(Records taken from a collection)
[start]
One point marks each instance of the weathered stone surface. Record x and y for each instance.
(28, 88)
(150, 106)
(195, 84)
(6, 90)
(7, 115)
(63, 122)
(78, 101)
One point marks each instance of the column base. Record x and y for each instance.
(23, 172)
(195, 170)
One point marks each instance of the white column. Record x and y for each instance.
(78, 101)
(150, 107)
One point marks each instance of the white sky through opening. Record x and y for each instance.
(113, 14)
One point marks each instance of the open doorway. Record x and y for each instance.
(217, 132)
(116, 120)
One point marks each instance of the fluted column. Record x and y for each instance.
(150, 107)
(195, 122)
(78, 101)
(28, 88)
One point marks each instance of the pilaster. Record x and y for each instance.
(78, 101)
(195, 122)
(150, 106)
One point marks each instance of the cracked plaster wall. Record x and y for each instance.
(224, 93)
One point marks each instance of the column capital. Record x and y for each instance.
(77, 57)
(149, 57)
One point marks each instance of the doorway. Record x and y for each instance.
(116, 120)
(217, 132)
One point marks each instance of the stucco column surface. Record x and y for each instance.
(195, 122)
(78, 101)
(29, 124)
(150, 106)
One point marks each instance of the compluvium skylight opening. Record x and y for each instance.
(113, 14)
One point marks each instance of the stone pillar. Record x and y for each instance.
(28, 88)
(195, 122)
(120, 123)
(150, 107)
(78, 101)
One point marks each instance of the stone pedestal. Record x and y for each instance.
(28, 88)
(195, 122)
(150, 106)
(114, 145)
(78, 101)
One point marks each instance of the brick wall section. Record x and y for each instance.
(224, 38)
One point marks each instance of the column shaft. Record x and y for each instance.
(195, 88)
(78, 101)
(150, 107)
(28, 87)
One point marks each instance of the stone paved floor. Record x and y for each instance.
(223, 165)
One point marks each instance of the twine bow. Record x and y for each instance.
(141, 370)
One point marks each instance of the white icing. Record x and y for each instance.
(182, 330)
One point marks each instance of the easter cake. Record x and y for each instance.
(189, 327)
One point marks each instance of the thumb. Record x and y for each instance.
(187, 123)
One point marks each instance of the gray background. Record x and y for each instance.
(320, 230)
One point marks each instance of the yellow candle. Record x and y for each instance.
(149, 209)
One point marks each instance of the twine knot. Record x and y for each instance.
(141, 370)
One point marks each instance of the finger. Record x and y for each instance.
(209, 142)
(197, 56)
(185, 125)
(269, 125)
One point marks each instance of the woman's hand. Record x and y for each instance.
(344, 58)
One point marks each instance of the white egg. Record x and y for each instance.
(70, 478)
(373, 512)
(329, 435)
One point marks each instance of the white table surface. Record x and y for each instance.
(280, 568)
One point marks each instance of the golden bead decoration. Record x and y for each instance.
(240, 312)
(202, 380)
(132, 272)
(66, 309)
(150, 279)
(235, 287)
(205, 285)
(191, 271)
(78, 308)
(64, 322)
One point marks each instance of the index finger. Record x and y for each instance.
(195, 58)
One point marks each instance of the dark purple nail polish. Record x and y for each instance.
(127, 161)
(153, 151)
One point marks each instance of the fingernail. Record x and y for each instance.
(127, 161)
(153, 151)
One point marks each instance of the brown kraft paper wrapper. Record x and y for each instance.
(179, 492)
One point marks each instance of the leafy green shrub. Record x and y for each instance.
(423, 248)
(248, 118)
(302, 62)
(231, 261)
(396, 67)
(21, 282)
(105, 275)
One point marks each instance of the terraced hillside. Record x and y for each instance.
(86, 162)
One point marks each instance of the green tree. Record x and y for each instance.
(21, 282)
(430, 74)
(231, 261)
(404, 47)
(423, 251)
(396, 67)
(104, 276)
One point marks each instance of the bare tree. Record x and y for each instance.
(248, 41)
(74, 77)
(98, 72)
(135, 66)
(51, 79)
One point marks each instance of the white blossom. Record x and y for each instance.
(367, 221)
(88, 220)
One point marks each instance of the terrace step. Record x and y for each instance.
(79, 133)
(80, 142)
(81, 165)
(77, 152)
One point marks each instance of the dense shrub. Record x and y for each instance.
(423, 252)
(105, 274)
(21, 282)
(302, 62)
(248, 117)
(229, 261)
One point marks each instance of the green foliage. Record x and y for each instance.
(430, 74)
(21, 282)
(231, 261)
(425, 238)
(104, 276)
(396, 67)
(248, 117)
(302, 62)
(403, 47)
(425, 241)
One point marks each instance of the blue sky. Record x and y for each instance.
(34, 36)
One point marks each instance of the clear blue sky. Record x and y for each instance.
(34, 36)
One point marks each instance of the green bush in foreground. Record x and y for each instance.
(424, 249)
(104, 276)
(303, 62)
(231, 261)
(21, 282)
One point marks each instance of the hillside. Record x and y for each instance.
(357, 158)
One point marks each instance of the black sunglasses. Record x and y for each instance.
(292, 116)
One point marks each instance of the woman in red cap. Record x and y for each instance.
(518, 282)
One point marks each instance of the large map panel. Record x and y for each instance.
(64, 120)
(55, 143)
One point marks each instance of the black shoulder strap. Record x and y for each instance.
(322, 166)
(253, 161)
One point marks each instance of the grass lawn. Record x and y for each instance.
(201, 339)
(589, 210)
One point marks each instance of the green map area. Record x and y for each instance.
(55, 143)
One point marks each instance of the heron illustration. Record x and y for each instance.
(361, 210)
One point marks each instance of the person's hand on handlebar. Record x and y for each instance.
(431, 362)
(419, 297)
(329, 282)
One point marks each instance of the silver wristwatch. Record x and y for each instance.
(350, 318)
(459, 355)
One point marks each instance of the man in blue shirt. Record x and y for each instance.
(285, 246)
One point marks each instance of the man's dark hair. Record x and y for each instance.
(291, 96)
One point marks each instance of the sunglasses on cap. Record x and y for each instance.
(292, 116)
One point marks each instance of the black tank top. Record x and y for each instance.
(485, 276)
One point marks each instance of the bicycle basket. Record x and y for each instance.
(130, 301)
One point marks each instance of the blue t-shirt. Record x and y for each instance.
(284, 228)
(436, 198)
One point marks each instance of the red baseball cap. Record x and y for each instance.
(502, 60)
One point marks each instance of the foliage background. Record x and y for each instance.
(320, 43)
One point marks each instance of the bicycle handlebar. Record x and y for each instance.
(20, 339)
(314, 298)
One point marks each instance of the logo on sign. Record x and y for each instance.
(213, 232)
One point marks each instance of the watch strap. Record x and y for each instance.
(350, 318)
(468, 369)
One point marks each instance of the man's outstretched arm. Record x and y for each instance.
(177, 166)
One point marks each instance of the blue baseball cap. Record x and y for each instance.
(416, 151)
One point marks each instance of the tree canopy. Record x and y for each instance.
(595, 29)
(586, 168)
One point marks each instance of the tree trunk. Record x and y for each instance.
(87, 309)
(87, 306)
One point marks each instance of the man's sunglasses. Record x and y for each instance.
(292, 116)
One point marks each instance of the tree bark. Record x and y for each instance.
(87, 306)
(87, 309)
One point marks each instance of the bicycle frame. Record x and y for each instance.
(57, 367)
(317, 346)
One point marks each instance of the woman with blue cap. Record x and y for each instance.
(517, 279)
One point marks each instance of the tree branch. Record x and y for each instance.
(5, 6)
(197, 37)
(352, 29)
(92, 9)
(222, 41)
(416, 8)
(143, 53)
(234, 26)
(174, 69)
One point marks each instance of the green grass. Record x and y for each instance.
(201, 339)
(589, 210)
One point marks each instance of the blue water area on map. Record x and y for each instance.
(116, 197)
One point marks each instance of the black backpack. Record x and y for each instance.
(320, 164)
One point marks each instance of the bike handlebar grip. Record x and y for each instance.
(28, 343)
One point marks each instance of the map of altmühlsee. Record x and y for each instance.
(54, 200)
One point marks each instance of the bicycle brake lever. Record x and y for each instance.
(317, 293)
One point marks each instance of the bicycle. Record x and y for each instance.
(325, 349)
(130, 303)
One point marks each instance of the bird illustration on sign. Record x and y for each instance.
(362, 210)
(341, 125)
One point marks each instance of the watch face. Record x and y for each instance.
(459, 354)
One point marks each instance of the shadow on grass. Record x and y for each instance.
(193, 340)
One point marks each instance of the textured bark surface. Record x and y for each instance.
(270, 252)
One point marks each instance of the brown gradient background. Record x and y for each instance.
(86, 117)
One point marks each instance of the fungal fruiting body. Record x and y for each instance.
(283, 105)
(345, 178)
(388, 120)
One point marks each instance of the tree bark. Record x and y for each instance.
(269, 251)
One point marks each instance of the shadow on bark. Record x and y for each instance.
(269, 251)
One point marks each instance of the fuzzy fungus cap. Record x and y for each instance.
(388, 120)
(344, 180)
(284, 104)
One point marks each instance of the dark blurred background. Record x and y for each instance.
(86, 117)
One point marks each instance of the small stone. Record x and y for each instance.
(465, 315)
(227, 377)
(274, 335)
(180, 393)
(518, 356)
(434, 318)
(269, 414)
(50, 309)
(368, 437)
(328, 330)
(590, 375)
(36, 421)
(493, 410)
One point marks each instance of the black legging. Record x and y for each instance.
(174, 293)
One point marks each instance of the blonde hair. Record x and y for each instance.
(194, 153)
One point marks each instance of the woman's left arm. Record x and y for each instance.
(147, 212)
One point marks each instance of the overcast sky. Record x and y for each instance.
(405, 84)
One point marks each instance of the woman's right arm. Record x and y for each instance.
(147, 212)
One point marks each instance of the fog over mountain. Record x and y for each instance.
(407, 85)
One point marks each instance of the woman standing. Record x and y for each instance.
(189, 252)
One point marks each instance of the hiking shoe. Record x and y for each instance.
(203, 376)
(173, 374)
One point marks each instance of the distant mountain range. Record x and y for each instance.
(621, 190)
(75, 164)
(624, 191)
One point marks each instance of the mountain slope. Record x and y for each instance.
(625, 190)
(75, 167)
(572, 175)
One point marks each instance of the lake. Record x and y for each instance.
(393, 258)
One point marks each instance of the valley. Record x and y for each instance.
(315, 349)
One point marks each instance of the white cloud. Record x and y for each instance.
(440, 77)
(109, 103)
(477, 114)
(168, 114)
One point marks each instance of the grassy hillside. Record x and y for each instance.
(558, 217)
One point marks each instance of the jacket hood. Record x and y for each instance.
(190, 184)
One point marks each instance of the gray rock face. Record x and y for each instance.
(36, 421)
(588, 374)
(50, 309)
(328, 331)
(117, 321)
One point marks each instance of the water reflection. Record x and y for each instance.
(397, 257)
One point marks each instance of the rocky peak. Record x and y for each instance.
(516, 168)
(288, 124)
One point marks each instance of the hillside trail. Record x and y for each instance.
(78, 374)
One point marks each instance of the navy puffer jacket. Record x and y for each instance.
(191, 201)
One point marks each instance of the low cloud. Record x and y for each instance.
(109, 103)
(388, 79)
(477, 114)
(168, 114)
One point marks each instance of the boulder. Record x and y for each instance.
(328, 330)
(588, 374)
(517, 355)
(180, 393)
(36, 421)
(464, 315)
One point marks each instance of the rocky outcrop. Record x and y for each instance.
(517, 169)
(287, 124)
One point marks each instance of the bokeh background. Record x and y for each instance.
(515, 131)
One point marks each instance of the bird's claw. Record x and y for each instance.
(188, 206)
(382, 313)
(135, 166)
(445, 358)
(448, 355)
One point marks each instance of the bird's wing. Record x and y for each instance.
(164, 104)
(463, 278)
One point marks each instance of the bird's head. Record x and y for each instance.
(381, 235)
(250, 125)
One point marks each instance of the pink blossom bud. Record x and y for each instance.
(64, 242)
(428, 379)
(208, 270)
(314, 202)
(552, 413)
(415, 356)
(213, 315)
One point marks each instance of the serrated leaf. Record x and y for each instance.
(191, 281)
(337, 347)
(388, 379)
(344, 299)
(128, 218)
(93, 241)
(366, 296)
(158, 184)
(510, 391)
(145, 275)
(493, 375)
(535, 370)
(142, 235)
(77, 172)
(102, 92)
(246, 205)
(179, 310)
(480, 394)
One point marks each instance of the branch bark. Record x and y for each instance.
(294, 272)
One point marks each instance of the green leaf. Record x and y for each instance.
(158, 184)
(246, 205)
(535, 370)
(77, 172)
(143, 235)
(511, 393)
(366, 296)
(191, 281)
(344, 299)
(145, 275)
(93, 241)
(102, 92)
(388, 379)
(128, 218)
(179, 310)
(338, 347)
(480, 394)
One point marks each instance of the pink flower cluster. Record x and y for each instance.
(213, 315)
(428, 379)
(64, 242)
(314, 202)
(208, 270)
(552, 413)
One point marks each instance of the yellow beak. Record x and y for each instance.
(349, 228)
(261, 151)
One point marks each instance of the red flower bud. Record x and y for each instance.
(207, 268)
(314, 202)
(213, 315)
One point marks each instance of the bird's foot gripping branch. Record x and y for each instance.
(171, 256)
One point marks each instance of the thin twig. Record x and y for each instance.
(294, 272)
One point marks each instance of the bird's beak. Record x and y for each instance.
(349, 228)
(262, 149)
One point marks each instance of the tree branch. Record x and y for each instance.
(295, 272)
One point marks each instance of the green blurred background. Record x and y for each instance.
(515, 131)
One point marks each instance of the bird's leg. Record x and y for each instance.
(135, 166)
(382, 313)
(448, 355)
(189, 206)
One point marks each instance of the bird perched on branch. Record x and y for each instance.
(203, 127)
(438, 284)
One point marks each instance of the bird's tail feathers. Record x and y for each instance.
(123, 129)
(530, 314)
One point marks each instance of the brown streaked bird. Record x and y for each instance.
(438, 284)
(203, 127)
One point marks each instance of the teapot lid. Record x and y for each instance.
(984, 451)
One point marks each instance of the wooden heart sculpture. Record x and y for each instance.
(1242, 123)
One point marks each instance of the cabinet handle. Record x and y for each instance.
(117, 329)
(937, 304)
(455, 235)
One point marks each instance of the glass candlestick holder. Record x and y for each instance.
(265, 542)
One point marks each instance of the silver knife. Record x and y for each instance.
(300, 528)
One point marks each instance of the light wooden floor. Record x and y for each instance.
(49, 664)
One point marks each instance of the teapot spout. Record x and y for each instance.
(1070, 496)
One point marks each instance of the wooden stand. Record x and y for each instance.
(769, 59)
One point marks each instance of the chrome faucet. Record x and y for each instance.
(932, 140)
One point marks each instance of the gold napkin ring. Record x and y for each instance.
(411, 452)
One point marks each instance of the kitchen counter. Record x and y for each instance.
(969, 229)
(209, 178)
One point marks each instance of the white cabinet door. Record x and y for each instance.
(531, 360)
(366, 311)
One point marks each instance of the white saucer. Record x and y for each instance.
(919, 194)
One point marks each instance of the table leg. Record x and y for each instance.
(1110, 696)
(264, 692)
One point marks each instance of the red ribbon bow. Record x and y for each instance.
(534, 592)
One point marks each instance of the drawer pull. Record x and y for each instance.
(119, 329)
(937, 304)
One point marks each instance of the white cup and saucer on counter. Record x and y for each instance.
[end]
Exercise prompt:
Turn the entries above into a numbered list, dropping any blank lines. Begin at the line that contains "One point marks each instance of the bird's leg." and stop after the line that contains "(1242, 123)".

Exercise response:
1. One point marks each instance of the bird's leg. Record x and y for each instance.
2. (135, 166)
3. (382, 313)
4. (448, 355)
5. (189, 206)
6. One point marks each instance of the bird perched on branch. Record x and y for each instance.
7. (203, 127)
8. (438, 284)
9. One point marks each instance of the bird's tail feathers. Record x and y for each instance.
10. (123, 129)
11. (530, 314)
12. One point marks each instance of the brown streaked bird. Record x and y for each instance.
13. (438, 284)
14. (203, 127)
15. One point marks each instance of the teapot lid. Record x and y for each instance.
16. (984, 451)
17. One point marks each instance of the wooden heart sculpture. Record x and y for each instance.
18. (1242, 123)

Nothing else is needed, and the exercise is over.